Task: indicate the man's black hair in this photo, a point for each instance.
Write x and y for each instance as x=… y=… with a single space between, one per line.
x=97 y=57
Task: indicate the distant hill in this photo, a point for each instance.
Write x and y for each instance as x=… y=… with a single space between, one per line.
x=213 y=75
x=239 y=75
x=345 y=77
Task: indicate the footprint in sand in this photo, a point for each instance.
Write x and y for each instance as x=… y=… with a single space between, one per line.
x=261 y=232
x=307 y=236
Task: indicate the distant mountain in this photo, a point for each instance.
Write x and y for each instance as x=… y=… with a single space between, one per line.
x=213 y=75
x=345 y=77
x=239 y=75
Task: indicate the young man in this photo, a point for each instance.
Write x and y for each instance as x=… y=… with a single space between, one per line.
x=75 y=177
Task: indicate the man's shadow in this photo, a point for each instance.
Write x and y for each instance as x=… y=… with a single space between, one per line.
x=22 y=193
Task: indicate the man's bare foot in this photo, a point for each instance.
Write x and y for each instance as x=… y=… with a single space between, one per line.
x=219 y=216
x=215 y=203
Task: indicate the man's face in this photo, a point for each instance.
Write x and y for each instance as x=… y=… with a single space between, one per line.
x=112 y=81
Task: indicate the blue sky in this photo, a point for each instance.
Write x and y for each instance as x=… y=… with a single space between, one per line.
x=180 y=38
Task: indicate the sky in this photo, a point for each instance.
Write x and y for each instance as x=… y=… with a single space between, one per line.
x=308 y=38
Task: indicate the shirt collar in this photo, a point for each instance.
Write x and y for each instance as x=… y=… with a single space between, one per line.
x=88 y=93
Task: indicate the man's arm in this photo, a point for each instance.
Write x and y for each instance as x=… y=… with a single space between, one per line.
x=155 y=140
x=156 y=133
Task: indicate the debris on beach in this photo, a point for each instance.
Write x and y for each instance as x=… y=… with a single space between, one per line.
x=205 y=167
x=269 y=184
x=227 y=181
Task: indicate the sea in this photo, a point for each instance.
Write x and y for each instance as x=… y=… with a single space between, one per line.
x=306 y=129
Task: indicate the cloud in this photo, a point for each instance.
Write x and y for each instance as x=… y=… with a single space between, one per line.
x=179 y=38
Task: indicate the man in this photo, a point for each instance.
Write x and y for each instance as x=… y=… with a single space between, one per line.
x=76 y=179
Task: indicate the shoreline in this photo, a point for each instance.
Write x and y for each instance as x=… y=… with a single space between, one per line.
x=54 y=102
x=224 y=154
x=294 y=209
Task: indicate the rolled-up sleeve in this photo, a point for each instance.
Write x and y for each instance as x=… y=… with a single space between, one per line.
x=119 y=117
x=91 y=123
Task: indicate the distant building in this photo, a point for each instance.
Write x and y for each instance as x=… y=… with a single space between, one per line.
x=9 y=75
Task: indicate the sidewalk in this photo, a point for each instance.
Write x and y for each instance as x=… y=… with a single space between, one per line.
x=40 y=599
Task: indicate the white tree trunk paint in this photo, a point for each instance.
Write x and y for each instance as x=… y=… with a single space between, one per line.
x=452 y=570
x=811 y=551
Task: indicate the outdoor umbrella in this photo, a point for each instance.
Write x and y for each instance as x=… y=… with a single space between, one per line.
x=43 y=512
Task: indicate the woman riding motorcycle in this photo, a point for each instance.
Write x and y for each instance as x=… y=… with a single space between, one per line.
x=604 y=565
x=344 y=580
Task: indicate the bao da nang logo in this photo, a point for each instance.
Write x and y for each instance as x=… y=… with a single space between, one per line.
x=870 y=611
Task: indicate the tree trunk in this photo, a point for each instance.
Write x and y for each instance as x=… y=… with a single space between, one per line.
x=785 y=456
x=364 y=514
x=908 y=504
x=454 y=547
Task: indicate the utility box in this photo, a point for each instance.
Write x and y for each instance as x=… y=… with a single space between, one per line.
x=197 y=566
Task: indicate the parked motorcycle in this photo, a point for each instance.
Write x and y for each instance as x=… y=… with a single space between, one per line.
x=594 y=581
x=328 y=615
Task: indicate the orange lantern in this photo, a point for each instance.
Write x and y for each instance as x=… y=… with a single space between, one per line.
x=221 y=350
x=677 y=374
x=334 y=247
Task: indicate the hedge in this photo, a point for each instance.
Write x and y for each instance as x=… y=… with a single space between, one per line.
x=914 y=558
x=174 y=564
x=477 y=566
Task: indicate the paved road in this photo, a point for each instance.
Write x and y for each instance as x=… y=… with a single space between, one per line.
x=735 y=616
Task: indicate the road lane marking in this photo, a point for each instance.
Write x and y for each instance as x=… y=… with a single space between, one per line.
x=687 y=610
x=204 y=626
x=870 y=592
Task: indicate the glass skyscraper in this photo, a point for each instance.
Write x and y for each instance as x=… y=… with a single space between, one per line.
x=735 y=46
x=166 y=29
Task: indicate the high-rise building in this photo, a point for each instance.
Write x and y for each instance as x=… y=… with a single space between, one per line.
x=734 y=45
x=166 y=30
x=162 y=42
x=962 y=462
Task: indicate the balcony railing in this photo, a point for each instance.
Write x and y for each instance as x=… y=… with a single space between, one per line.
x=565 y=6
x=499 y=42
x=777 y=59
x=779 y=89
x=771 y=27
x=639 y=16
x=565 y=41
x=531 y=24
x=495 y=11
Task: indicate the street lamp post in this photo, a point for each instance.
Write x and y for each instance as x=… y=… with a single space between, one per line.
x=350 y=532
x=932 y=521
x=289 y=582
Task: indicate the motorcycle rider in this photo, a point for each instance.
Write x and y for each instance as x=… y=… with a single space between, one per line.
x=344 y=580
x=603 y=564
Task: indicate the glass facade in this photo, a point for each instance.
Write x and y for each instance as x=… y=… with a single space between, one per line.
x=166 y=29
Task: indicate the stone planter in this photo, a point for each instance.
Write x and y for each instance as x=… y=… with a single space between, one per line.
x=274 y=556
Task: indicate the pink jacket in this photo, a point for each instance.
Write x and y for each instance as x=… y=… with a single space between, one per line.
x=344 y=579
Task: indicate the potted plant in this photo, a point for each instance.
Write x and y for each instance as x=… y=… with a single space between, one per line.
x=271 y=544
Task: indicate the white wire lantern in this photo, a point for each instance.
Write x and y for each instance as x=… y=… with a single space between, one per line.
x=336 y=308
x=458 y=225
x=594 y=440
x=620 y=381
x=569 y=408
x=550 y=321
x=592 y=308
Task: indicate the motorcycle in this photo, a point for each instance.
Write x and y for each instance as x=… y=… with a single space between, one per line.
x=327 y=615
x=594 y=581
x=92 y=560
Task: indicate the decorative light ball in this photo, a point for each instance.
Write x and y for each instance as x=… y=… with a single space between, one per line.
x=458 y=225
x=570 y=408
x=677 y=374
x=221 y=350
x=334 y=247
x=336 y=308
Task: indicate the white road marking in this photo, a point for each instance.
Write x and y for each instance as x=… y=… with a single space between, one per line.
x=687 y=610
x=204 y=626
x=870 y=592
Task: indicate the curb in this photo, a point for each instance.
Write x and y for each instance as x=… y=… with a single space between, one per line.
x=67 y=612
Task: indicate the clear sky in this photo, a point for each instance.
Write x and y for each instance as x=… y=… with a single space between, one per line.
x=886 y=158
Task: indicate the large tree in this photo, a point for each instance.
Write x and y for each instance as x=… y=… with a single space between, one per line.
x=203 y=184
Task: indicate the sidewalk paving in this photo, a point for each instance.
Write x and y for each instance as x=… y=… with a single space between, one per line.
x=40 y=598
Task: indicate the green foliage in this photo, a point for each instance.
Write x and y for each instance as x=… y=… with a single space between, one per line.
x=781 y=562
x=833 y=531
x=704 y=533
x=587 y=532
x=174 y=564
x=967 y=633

——————————

#### Problem details
Please quote every record above exactly as it appears.

#### Solution to this problem
Task: indicate the man's black hair in this photo, a point for each instance.
Write x and y for each instance as x=… y=… with a single space between, one per line.
x=97 y=57
Task: indicate the distant hill in this photo, a point for each instance.
Write x and y for each instance as x=… y=… with a single space between, one per line.
x=213 y=75
x=239 y=75
x=345 y=77
Task: indicate the footprint in sand in this photo, a point for each instance.
Write x and y for each instance as x=… y=… with a single space between, one per line.
x=261 y=232
x=307 y=236
Task: indicate the distant mountain in this photo, a point for each instance.
Write x and y for each instance as x=… y=… with a single space between, one per line.
x=213 y=75
x=345 y=77
x=239 y=75
Task: indicate the young man in this photo, a point for each instance.
Write x and y for each instance as x=… y=… with a single space between, one per line.
x=75 y=177
Task: indicate the man's shadow in this photo, a point for each instance.
Write x and y for each instance as x=… y=… with a single space between, one per line.
x=22 y=193
Task: indicate the man's bare foot in this photo, a point for each instance.
Write x and y for each instance as x=… y=… with a single space between, one per line.
x=219 y=216
x=215 y=203
Task: indicate the man's face in this photo, a point for each instance.
Write x and y for each instance as x=… y=… with a single space between, one per line.
x=112 y=81
Task: indicate the blue sky in this photo, a point for each instance.
Write x and y for each instance as x=… y=… with a single space between, one per line.
x=180 y=38
Task: indicate the sky in this photo, a point for each instance.
Write x and y for each instance as x=… y=… with a single space between, one per line.
x=308 y=38
Task: indicate the shirt collar in this photo, a point for each instance.
Write x and y for each instance as x=… y=… with a single space between, one per line.
x=88 y=93
Task: indicate the man's arm in this photo, a point for each instance.
Write x and y for each instance as x=… y=… with a single space between, one per line.
x=155 y=140
x=156 y=133
Task: indicate the debris on beach in this photo, a point for each instance.
Write x and y for each instance as x=… y=… with a single space between, one per line.
x=205 y=167
x=269 y=184
x=227 y=181
Task: indicate the sea in this photo, a point for each instance.
Write x and y for each instance as x=… y=… with a single space between, one per line.
x=306 y=129
Task: indicate the cloud in this photo, a point for each instance.
Write x and y for each instance as x=… y=… with a single space between, one per line.
x=179 y=38
Task: indicate the man in this photo, a point for each instance.
Write x and y for each instance as x=… y=… with a single space between, one per line.
x=76 y=179
Task: indicate the shoreline in this photo, a point for each instance.
Write x and y for each instance as x=… y=… with a single space between, one per line.
x=54 y=102
x=224 y=154
x=294 y=209
Task: indicate the rolled-up sleeve in this photo, a point for each instance.
Write x and y for each instance as x=… y=… with a single space between, one per line.
x=119 y=117
x=91 y=123
Task: indicate the distant building in this photo, a point for each instance.
Write x and y for each instance as x=… y=… with a single space between, one per line.
x=9 y=75
Task: indicate the sidewalk in this photo, a point for each instance.
Write x and y for each instance as x=… y=… with a single space between, one per line.
x=40 y=599
Task: indicate the white tree trunk paint in this photo, a point for each instance.
Write x and y for each instance as x=… y=… with a single space between, one per line.
x=452 y=570
x=811 y=551
Task: indicate the outdoor umbrella in this photo, a point for each instance.
Write x and y for each instance as x=… y=… with a single space between, one per line.
x=43 y=512
Task: indicate the woman riding motorcycle in this photo, a point for each instance.
Write x and y for each instance as x=… y=… with a single space between, one per line.
x=604 y=565
x=344 y=580
Task: indicate the bao da nang logo in this photo, a point for each instance.
Write x and y for each instance as x=… y=… with a single space between, one per line.
x=870 y=611
Task: indicate the tree trunk in this photo, a point for each instance.
Write x and y for each instance as x=… y=… with a single space between, one per line.
x=785 y=456
x=364 y=514
x=908 y=504
x=454 y=547
Task: indicate the utility box in this photo, a point for each instance.
Write x and y for each instance as x=… y=… with a single space between, one per line.
x=197 y=566
Task: indicate the parked motorcycle in this photo, a point for each instance.
Write x and y for each instance as x=… y=… with a single space between, one per line.
x=594 y=581
x=328 y=615
Task: indicate the orange lantern in this photo, a point for each instance.
Write x and y for each instance as x=… y=… with a single space between, one per line.
x=221 y=350
x=677 y=374
x=334 y=247
Task: indicate the hedge in this photo, a point for each instance.
Write x and y for each instance as x=… y=… with a single space between, one per line.
x=914 y=558
x=174 y=564
x=477 y=566
Task: indicate the paved road in this photo, a point for each instance.
Write x and y for each instance as x=… y=… with a single space between, one per line.
x=735 y=616
Task: indicate the road lane marking in this photo, a point for each instance.
Write x and y for each instance as x=… y=… with a single space between, one per line.
x=687 y=610
x=204 y=626
x=870 y=592
Task: indicate the glass skyscraper in this photo, a point for each instance.
Write x and y for each instance as x=… y=… with a single space between, one per line.
x=735 y=46
x=166 y=29
Task: indicate the high-rise building in this photo, a point for each instance.
Write x and y for each instance as x=… y=… with a single space between, one per line.
x=734 y=45
x=166 y=30
x=162 y=42
x=962 y=462
Task: indicate the balcony railing in this photo, a point for each instance.
Write x and y for each instance as x=… y=… with a single space between, one per line.
x=565 y=6
x=499 y=42
x=777 y=59
x=779 y=89
x=771 y=27
x=639 y=16
x=565 y=41
x=531 y=24
x=495 y=11
Task: indicate the street lamp post in this photo, a point for each instance.
Write x and y for each instance as x=… y=… with a single space between, one per line.
x=350 y=532
x=932 y=521
x=289 y=582
Task: indicate the motorcycle rider in this photo, a point for each instance.
Write x and y for each instance as x=… y=… with a single space between, one per line.
x=344 y=580
x=603 y=564
Task: indicate the glass facade in this photo, a point for each instance.
Write x and y for each instance as x=… y=… with a single space between, one per line.
x=166 y=29
Task: indicate the stone planter in this photo, a point for each instance.
Write x and y for each instance as x=… y=… with a single space between, one per line.
x=274 y=556
Task: indicate the pink jacket in this photo, a point for each instance.
Write x and y for each instance as x=… y=… with a single space between, one per line.
x=344 y=579
Task: indicate the potted plant in this photo, a point for each instance.
Write x and y for each instance as x=… y=… with a single space between, one per line.
x=271 y=544
Task: indicate the white wire lantern in this photo, a point for each instance.
Write x and y for each instance as x=… y=… with a single space between, one per line.
x=336 y=308
x=458 y=225
x=594 y=440
x=620 y=381
x=569 y=408
x=550 y=321
x=592 y=308
Task: indicate the motorcycle in this photo, a point for each instance.
Write x and y for each instance as x=… y=… with a single space between, one per line.
x=327 y=615
x=594 y=581
x=92 y=560
Task: indicate the decorative light ball in this photo, a point for each instance.
Write x and y for each instance as x=… y=… with a single space between, one per line.
x=458 y=225
x=570 y=408
x=677 y=374
x=221 y=350
x=334 y=247
x=336 y=308
Task: indicate the white road marking in this photo, a point for each instance.
Write x and y for each instance as x=… y=… with a single space between, one per line.
x=687 y=610
x=204 y=626
x=870 y=592
Task: indicate the curb in this photo, a point for each instance.
Write x and y for each instance as x=… y=… with a single space between, one per line.
x=67 y=612
Task: indicate the clear sky in this photo, a point for each instance.
Write x and y for each instance as x=… y=… with a single space between, one per line.
x=886 y=158
Task: indicate the large tree in this photo, a point for each instance.
Write x and y for each instance as x=… y=… with a single space between, one per line.
x=203 y=184
Task: indicate the sidewalk paving in this photo, a point for each instance.
Write x and y for each instance as x=… y=… with a single space between, one per line.
x=40 y=598
Task: indicate the green foliage in this photo, a point for each instance.
Write x and y for each instance as x=… y=… with a single space between, one per line.
x=781 y=562
x=833 y=531
x=704 y=533
x=587 y=532
x=174 y=564
x=967 y=633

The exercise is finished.